→ Point annotation dataset records

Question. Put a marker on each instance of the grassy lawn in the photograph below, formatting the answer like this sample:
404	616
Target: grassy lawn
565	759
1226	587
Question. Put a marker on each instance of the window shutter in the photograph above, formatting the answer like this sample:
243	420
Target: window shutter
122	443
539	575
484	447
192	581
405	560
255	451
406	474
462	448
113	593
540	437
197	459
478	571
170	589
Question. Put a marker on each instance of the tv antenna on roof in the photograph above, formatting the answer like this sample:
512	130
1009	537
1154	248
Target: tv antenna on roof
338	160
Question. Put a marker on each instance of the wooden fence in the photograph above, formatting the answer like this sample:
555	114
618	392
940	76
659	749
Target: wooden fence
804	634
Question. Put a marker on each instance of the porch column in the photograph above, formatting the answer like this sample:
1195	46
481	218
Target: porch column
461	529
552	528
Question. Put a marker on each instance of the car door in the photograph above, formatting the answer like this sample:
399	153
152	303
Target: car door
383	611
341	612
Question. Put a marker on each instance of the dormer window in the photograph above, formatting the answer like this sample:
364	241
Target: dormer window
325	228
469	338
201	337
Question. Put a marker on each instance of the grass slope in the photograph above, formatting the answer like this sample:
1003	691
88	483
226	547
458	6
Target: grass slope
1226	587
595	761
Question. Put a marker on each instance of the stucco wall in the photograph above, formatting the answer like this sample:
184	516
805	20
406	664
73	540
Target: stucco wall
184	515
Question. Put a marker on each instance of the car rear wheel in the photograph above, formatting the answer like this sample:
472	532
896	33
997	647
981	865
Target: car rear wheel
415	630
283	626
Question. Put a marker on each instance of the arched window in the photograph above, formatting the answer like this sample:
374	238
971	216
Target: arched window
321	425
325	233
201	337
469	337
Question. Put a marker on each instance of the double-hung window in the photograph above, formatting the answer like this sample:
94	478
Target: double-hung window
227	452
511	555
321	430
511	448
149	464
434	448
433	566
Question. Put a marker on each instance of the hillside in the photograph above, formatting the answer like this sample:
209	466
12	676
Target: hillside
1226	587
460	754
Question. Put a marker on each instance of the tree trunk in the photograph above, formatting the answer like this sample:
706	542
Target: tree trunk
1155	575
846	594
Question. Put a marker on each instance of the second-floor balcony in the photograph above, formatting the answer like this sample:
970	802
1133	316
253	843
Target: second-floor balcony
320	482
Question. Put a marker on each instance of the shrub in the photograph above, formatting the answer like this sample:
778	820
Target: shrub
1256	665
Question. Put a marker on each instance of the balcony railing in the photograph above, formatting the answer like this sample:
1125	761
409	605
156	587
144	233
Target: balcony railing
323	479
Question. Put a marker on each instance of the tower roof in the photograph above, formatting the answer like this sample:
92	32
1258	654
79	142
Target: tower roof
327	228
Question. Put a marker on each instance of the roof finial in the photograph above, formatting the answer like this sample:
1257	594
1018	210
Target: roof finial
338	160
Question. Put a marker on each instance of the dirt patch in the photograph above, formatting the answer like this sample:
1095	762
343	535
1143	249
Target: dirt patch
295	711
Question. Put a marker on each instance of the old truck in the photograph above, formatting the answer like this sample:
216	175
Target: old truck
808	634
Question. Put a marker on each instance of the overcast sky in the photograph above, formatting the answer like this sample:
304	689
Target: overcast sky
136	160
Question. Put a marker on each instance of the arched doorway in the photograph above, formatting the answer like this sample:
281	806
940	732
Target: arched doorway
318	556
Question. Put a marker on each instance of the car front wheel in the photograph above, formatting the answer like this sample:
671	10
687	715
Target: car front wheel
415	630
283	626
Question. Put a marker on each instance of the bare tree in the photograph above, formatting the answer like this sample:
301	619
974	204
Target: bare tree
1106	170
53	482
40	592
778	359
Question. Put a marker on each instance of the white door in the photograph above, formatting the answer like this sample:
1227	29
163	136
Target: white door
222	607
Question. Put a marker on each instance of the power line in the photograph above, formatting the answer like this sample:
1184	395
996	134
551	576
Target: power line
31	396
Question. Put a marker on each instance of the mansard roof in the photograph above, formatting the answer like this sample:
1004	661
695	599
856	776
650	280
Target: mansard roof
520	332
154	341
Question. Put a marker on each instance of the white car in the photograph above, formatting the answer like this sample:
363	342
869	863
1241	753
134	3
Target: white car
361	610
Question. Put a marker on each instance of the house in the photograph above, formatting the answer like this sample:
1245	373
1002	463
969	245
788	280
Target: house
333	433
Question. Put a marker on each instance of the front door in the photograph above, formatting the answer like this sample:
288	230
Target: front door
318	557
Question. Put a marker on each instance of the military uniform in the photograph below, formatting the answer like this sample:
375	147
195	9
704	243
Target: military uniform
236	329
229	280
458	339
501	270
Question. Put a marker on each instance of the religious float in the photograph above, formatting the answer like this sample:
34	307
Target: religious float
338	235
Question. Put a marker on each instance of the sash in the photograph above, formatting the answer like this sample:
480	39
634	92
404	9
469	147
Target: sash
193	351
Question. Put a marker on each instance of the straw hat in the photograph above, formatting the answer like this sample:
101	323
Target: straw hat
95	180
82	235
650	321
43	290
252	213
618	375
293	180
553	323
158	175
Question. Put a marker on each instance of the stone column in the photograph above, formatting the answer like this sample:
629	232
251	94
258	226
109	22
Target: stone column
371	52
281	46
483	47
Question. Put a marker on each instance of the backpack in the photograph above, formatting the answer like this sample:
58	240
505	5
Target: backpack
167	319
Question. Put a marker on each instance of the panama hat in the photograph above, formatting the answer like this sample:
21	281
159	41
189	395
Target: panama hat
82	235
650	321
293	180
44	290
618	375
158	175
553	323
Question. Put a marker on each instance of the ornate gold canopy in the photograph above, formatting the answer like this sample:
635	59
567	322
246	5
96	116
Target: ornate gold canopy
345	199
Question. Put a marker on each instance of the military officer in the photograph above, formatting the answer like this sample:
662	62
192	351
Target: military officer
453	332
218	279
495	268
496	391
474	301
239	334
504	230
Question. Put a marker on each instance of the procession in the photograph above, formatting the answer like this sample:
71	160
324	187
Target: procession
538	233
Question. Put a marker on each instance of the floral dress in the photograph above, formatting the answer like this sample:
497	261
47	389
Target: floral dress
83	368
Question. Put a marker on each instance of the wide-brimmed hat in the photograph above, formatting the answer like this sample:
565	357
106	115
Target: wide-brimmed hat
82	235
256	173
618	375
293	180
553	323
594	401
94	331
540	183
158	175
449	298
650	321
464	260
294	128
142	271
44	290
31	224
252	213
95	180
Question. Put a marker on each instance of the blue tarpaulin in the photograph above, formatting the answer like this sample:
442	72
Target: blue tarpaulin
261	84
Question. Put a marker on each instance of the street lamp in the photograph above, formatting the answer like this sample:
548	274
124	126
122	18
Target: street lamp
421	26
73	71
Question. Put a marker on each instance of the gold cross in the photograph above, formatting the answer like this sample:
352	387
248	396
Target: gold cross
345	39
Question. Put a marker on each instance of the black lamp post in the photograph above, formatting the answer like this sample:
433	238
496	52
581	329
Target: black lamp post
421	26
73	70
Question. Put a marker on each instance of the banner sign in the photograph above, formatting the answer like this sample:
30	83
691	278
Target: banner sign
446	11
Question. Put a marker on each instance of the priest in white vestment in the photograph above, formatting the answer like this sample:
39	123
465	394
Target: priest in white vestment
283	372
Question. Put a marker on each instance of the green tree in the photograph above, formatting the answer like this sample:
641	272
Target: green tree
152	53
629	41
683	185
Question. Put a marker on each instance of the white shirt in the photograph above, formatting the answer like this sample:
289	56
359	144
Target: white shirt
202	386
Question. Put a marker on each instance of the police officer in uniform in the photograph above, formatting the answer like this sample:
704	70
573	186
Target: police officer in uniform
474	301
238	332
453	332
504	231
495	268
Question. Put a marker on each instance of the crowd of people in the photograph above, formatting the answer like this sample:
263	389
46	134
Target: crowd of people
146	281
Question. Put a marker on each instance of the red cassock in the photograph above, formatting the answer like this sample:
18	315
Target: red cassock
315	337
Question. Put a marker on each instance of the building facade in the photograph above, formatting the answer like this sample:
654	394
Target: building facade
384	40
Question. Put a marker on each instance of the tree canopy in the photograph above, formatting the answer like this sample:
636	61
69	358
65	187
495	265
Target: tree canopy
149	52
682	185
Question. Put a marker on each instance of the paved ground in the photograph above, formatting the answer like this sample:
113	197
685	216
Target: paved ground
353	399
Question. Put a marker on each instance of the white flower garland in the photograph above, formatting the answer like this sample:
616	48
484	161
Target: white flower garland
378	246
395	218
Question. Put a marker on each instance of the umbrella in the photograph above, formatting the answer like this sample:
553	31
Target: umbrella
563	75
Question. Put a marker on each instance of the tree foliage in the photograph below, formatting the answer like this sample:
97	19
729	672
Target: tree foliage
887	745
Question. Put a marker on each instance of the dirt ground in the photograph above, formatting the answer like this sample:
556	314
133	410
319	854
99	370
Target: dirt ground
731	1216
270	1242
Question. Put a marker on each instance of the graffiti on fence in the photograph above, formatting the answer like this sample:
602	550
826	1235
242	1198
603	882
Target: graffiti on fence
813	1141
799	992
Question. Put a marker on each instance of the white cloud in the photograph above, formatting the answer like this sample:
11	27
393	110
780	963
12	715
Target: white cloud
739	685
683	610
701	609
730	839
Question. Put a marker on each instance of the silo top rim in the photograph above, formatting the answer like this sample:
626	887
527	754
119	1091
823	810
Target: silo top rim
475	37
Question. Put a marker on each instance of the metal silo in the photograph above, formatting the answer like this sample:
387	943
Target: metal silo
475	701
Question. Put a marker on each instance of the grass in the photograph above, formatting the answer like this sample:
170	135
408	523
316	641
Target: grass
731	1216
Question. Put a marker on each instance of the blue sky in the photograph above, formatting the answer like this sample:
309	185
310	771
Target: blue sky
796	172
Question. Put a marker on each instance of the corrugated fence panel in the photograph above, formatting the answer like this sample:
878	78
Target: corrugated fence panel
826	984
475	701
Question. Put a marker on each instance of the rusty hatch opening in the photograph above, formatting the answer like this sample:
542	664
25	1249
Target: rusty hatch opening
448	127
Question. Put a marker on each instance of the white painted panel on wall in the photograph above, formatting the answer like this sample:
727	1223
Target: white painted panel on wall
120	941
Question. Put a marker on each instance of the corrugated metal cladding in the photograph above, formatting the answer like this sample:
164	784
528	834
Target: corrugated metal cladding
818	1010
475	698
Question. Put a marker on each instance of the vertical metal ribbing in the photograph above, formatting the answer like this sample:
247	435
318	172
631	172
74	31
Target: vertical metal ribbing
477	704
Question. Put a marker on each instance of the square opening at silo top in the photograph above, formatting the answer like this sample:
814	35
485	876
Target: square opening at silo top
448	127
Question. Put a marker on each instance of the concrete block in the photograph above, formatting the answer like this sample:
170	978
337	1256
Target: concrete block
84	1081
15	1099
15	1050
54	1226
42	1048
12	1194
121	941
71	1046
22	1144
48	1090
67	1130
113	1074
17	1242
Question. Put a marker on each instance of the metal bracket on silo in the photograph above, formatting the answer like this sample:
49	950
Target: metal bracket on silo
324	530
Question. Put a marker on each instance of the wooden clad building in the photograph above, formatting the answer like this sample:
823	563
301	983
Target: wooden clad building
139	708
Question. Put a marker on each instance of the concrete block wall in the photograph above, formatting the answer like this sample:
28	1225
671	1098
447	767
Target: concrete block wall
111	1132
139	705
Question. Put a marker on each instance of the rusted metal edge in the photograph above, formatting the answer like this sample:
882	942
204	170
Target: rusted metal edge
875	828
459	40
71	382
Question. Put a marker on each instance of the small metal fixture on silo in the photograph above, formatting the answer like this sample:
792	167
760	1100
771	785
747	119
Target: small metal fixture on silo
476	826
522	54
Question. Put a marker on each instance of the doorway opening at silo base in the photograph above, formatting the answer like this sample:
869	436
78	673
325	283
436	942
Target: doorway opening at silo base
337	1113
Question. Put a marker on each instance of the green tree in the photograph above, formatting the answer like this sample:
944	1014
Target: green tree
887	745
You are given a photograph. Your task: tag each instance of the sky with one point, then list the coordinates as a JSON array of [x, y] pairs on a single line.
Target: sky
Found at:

→ WORK INSTRUCTIONS
Only the lines from the one containing "Question. Put a marker on each instance of the wooden clad" through the end of the material should be reproduced, exactly, with both ends included.

→ RESPONSE
Question. Put a marker on each instance of the wooden clad building in the photograph above, formatting the answer like this sample:
823	563
301	983
Target: wooden clad building
139	708
Question. Put a marker on each instance of the concrete block wall in the photograph above, formatting the answer like this sample:
28	1225
671	1098
447	767
Target: concrete block wall
111	1132
139	705
Question. Put a marker on each instance of the rusted metal edge in the photograph above, formatting the answer like this sample:
882	942
204	170
Target: rusted metal edge
875	828
459	40
71	382
Question. Put a marker on each instance of the small metal fixture on silo in the photograph above, formatting the answer like this sample:
792	167
760	1100
771	785
747	119
Target: small metal fixture on silo
476	826
522	54
Question. Put a marker on each instance of the doorway opening at silo base in the photograph above, formatting the answer like this sample:
869	436
78	673
325	283
436	942
Target: doorway opening at silo base
337	1113
Question. Put a marker on each instance of the green tree in the photograph above, formatting the answer like this sample:
944	1014
Target: green tree
887	745
You are given a photograph. Your task: tag each instance of the sky with one point, then list the coordinates as a JSON array of [x, y] pairs on a single line.
Target: sky
Found at:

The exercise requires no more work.